## start Extract

No, I reject the penal substitutionary atonement because it makes the Trinity both obedient humble non-violent servant and divine child abuser. When I read Revelation I see that Christ was and remains the crucified Lord. The Lion of the Tribe of Judah is revealed as the slain lamb. To put it in Steve Long's words, "How on earth does God killing his son let you off the hook?
I understand the crucifixion as both Jesus' obedience to God to continue to live out the peaceable Kingdom, rather than resort to violence. So much of what we see in the NT is the unmasking of the Kingdoms of this world. Christ unmasks the Roman powers and death itself in his death and resurrection. Christ gives his life away for the world on the cross, as always taking the lowest most humble road. God killing Jesus so he doesn't have to kill us... just doesn't make sense to me in light of the rest of the New Testament. Again that puts some kind of feudal code over and above God.

## end Extract

_Challenge 1_
Using the passage on atonement, decide whether each statement agrees with it, answering yes or no and quoting the words that settle it: (a) the writer rejects the penal substitutionary atonement; (b) the writer says Christ unmasks the Roman powers and death itself; (c) the writer says the Lion of the Tribe of Judah is revealed as a king.
The passage on atonement and the listing that comes next were taken from separate sources.

## start Data for processing

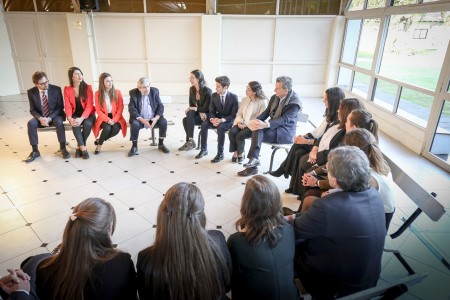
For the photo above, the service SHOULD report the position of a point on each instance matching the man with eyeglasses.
(47, 109)
(146, 111)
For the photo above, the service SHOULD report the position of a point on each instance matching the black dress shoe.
(163, 148)
(253, 162)
(248, 172)
(201, 154)
(33, 155)
(65, 154)
(132, 152)
(218, 158)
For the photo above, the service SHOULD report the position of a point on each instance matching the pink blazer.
(69, 102)
(102, 114)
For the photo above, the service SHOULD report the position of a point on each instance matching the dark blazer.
(228, 112)
(134, 107)
(55, 102)
(205, 99)
(342, 239)
(286, 124)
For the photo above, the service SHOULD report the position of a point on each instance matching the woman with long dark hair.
(109, 108)
(263, 249)
(186, 261)
(87, 265)
(196, 113)
(79, 107)
(251, 107)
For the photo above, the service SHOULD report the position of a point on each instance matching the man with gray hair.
(146, 111)
(341, 237)
(276, 124)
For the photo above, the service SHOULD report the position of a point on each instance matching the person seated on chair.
(196, 113)
(341, 237)
(222, 111)
(146, 111)
(304, 143)
(283, 111)
(251, 107)
(109, 108)
(47, 109)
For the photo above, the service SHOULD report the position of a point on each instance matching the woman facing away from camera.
(263, 249)
(87, 265)
(251, 107)
(196, 113)
(186, 261)
(79, 107)
(109, 108)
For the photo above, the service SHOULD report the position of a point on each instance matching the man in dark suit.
(283, 111)
(341, 237)
(146, 111)
(222, 112)
(47, 109)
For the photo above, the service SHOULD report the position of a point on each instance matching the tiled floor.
(36, 198)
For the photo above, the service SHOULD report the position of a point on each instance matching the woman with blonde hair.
(109, 108)
(263, 249)
(186, 261)
(87, 265)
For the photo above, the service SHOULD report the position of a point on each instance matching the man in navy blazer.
(283, 111)
(341, 237)
(146, 111)
(222, 112)
(47, 109)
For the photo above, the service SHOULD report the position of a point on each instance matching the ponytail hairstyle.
(365, 140)
(102, 89)
(181, 264)
(86, 243)
(363, 119)
(83, 85)
(334, 96)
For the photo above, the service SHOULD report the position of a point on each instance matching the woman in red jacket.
(109, 108)
(79, 107)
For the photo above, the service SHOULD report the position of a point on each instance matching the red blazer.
(70, 106)
(102, 113)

## end Data for processing

_Challenge 2_
Recast the lines of the listing as a numbered list, starting with the line that contains "the ponytail hairstyle." and running through the end of the listing, and leave out any blank lines.

_Final result 1_
(a) Yes: "No, I reject the penal substitutionary atonement"
(b) Yes: "Christ unmasks the Roman powers and death itself in his death and resurrection."
(c) No: "The Lion of the Tribe of Judah is revealed as the slain lamb."

_Final result 2_
1. For the photo above, the service SHOULD report the position of a point on each instance matching the ponytail hairstyle.
2. (365, 140)
3. (102, 89)
4. (181, 264)
5. (86, 243)
6. (363, 119)
7. (83, 85)
8. (334, 96)
9. For the photo above, the service SHOULD report the position of a point on each instance matching the woman in red jacket.
10. (109, 108)
11. (79, 107)
12. For the photo above, the service SHOULD report the position of a point on each instance matching the red blazer.
13. (70, 106)
14. (102, 113)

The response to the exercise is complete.